**EXERCISE DETAILS:** State how many lines in the records below contain the word "green". Nothing else is needed.

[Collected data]

== Segment start ==

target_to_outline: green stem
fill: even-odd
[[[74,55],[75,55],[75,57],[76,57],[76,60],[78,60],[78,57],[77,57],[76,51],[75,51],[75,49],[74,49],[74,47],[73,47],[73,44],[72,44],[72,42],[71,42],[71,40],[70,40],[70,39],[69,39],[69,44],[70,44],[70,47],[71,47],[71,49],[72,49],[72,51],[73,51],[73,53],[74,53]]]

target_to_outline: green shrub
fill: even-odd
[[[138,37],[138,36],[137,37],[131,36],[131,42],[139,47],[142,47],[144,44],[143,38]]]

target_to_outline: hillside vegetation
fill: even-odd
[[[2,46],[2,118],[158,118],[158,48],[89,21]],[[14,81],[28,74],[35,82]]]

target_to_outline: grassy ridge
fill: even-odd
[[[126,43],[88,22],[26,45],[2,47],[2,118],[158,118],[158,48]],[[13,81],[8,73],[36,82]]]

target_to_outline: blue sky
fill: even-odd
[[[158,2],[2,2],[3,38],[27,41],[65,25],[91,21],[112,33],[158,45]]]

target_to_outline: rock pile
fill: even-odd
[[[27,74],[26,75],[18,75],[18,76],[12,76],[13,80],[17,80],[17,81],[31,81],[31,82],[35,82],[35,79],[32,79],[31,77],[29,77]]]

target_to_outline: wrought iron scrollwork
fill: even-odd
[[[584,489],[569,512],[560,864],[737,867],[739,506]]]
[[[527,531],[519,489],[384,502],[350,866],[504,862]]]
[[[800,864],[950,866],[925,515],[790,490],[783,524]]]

== Segment end ==

**ANSWER AREA:** 2